• WHAT THE TASK ASKS: Within the listing below, show every line that contains the word "large".
◆ ◆ ◆ ◆
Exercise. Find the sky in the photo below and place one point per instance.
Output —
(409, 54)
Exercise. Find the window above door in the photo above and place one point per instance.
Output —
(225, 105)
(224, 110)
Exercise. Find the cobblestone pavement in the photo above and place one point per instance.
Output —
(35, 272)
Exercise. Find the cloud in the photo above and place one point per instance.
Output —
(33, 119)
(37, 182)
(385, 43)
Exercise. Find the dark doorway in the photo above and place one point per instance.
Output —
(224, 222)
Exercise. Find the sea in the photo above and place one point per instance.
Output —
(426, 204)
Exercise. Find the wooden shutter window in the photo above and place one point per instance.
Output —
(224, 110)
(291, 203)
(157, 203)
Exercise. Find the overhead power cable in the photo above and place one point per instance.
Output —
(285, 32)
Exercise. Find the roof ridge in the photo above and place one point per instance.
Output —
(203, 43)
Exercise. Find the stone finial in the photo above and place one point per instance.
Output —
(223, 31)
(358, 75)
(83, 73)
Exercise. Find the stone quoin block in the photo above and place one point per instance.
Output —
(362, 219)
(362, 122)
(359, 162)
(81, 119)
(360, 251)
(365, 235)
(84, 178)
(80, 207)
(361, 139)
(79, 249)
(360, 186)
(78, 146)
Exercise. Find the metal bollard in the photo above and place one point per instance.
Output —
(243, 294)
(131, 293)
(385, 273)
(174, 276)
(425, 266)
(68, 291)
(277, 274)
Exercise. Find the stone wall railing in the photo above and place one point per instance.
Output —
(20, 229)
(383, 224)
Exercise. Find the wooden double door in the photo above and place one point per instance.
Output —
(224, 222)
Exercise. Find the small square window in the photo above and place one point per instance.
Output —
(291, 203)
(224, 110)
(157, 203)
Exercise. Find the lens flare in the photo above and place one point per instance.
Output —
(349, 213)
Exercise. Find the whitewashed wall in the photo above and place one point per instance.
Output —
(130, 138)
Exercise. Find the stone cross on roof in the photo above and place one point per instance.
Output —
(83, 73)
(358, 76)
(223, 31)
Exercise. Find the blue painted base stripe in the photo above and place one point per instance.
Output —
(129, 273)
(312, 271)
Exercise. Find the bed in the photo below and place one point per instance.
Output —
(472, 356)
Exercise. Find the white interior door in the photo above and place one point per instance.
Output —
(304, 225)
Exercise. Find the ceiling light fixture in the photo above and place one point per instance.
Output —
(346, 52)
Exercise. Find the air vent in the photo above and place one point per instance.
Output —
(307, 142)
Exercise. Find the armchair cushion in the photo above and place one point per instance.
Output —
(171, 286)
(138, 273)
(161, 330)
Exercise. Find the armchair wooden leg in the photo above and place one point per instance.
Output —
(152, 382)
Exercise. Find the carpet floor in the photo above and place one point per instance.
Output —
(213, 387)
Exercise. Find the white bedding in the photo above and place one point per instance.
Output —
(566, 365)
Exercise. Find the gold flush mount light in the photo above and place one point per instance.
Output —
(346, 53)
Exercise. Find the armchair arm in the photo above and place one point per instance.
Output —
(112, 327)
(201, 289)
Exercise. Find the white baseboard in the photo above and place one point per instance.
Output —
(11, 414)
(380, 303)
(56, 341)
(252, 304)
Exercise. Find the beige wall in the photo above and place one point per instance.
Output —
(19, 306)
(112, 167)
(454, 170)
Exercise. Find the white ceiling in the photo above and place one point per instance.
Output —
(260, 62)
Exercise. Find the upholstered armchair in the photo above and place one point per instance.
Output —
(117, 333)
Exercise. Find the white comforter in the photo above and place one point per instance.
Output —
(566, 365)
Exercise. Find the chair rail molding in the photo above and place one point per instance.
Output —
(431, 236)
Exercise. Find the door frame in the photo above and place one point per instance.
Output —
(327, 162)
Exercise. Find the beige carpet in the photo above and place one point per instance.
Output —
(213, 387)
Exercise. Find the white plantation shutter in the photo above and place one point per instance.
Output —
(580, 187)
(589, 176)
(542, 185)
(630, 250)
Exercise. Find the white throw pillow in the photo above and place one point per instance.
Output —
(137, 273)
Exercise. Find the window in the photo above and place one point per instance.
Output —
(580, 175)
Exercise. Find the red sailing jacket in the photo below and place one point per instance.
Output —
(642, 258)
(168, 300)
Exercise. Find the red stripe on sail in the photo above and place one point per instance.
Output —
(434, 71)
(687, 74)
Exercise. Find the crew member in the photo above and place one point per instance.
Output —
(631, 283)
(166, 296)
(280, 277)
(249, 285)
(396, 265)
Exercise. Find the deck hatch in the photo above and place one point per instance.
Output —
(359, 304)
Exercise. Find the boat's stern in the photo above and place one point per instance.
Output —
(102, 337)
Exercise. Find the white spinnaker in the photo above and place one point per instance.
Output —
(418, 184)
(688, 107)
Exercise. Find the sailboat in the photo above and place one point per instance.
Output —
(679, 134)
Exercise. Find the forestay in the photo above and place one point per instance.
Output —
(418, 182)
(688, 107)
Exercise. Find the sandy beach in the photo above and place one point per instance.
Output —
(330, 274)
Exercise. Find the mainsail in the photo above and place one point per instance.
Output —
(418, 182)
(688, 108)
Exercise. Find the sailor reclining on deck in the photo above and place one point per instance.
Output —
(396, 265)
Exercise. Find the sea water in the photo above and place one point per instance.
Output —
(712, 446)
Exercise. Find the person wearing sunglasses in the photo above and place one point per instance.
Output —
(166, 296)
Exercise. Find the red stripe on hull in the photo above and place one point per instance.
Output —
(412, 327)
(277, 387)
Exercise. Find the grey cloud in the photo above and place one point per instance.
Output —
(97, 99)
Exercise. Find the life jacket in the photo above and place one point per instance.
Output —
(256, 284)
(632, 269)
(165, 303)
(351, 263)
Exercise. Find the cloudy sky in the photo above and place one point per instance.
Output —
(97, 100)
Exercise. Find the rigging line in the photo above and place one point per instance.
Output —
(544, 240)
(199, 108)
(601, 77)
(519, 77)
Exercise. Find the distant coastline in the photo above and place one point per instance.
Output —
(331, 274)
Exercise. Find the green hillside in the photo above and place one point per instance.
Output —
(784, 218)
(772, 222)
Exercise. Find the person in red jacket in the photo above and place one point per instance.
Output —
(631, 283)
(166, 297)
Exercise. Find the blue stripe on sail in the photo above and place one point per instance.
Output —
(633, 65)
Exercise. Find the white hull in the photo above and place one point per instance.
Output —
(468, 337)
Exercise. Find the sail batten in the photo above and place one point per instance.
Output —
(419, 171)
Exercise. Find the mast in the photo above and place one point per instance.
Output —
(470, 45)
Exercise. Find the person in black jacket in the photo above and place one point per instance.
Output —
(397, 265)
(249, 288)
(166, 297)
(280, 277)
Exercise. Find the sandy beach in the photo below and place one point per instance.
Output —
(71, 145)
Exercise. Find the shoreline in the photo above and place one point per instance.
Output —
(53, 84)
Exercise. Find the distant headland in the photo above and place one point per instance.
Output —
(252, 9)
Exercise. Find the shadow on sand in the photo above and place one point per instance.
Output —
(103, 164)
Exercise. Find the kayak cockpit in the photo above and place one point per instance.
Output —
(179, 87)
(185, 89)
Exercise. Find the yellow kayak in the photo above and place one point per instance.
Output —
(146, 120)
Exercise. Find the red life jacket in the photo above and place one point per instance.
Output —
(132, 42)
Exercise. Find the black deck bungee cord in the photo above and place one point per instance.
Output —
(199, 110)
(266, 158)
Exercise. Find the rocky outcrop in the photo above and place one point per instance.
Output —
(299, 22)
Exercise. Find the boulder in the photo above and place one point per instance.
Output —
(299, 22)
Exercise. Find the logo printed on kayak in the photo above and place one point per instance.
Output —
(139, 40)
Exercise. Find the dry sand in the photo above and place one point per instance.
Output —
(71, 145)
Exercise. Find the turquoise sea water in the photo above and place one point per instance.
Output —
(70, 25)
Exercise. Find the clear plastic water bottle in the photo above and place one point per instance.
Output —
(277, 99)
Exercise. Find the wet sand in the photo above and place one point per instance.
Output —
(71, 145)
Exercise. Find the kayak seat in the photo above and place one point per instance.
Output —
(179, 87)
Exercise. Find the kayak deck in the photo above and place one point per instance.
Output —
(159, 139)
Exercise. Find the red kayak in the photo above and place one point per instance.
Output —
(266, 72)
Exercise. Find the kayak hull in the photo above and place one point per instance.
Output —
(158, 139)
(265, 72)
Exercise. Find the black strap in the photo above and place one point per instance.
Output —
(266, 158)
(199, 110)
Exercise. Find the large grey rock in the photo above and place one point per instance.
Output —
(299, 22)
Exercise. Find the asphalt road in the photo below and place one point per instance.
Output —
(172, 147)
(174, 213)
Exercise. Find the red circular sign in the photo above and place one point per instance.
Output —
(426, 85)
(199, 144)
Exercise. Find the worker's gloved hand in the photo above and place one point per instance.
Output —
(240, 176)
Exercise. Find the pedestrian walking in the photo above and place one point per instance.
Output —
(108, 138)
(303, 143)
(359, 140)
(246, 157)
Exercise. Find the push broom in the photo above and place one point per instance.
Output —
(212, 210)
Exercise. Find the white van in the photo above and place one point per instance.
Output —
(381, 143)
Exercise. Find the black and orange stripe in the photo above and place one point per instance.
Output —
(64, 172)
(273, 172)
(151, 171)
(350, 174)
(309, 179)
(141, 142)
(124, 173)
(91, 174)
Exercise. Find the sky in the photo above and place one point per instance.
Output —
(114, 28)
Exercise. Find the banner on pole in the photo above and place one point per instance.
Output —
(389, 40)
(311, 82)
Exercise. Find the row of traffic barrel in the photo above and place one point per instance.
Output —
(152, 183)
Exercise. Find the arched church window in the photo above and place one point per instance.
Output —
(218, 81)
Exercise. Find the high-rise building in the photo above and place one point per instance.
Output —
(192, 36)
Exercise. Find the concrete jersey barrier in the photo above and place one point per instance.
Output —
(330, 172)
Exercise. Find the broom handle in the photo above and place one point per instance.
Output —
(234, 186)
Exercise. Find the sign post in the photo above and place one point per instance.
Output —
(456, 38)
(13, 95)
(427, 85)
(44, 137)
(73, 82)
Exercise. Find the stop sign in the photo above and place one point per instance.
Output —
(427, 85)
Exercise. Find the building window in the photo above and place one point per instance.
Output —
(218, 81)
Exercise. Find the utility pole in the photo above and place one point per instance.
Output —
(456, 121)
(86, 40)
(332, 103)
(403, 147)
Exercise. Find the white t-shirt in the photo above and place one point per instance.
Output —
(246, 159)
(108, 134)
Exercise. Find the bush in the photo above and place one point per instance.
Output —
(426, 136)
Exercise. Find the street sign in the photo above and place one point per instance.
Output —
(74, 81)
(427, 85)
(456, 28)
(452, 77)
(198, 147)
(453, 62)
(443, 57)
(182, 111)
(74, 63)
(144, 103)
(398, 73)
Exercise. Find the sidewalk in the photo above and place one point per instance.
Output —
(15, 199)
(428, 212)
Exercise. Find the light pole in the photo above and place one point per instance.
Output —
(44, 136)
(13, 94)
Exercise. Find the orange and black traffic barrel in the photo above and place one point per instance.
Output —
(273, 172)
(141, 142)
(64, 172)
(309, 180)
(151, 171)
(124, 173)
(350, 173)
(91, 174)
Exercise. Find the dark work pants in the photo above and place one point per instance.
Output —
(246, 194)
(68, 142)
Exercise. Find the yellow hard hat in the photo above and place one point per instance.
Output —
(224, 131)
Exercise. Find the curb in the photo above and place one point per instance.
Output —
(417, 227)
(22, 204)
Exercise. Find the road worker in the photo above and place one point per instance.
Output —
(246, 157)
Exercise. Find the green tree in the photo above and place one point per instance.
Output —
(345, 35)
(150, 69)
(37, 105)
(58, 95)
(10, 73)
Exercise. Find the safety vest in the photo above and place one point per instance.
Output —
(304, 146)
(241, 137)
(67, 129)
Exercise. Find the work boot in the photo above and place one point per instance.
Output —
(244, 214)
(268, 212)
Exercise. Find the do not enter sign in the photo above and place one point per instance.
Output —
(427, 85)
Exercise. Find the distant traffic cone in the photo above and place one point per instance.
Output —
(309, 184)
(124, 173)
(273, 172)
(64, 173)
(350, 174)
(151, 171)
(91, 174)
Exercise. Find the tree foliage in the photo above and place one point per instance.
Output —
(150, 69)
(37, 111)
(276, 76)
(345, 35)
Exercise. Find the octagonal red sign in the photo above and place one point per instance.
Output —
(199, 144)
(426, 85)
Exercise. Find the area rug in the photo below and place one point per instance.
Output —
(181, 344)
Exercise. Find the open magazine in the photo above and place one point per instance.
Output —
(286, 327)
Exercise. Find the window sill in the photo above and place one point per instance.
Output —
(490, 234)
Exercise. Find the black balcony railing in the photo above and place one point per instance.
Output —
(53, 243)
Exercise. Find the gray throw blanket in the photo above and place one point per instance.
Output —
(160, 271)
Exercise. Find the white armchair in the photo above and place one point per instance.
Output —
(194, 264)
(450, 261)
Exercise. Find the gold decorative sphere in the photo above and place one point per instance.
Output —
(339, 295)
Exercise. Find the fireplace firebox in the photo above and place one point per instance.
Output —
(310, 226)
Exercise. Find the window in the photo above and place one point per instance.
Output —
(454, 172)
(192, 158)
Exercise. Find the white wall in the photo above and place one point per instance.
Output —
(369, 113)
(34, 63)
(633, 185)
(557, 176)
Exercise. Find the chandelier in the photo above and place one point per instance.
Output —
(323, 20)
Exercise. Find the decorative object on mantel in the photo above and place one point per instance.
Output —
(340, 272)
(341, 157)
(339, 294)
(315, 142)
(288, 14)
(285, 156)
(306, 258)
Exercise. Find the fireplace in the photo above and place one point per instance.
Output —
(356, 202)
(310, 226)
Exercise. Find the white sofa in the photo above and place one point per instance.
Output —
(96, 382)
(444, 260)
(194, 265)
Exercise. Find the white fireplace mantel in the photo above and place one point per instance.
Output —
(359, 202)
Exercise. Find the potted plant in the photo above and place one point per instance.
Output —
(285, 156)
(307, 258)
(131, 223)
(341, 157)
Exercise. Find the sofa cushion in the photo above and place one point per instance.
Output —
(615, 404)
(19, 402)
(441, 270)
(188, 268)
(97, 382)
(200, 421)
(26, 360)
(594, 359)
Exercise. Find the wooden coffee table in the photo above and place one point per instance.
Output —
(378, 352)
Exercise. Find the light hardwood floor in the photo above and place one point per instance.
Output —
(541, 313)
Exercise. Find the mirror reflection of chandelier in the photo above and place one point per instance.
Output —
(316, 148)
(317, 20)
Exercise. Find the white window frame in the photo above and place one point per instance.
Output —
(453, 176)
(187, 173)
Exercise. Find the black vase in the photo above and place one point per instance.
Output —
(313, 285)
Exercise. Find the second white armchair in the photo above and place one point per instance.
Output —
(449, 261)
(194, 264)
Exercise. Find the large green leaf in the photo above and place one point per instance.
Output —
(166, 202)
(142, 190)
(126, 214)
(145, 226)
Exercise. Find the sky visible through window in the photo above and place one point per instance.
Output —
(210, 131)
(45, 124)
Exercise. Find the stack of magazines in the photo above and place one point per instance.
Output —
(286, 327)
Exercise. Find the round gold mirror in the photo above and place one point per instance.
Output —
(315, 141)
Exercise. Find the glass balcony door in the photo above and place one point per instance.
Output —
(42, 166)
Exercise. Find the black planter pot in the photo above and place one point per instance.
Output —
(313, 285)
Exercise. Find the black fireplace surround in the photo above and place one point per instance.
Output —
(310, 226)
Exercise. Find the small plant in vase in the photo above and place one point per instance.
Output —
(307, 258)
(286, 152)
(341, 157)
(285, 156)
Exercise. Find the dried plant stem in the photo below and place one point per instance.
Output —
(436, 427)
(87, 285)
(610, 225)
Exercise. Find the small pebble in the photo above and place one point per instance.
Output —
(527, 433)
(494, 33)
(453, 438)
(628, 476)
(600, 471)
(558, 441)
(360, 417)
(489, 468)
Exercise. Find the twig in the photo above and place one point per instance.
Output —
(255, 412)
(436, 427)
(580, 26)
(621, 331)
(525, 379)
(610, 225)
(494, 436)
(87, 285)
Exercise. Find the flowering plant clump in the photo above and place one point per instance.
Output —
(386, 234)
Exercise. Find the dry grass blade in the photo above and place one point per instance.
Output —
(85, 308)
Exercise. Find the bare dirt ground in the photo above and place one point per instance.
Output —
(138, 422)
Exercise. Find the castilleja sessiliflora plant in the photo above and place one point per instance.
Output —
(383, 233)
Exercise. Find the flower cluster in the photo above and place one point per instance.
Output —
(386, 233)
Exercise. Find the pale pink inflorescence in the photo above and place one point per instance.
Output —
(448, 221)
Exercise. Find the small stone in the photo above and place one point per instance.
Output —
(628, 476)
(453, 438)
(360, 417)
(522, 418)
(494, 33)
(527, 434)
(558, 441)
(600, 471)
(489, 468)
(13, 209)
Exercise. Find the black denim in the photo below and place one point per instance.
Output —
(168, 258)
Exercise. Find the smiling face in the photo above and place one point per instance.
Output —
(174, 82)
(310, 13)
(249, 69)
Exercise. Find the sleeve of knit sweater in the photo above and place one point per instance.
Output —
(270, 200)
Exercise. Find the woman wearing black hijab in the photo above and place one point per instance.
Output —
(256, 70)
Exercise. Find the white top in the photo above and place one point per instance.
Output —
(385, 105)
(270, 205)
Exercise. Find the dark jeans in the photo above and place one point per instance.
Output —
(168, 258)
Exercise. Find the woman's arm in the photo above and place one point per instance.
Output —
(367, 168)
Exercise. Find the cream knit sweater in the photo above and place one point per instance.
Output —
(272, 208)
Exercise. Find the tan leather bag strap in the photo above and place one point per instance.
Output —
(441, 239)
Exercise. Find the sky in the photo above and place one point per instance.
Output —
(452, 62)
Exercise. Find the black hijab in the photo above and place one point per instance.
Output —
◆ ◆ ◆ ◆
• SOLUTION FOR THIS EXERCISE:
Exercise. Find the large grey rock in the photo above and place one point per instance.
Exercise. Find the large green leaf in the photo above and place one point per instance.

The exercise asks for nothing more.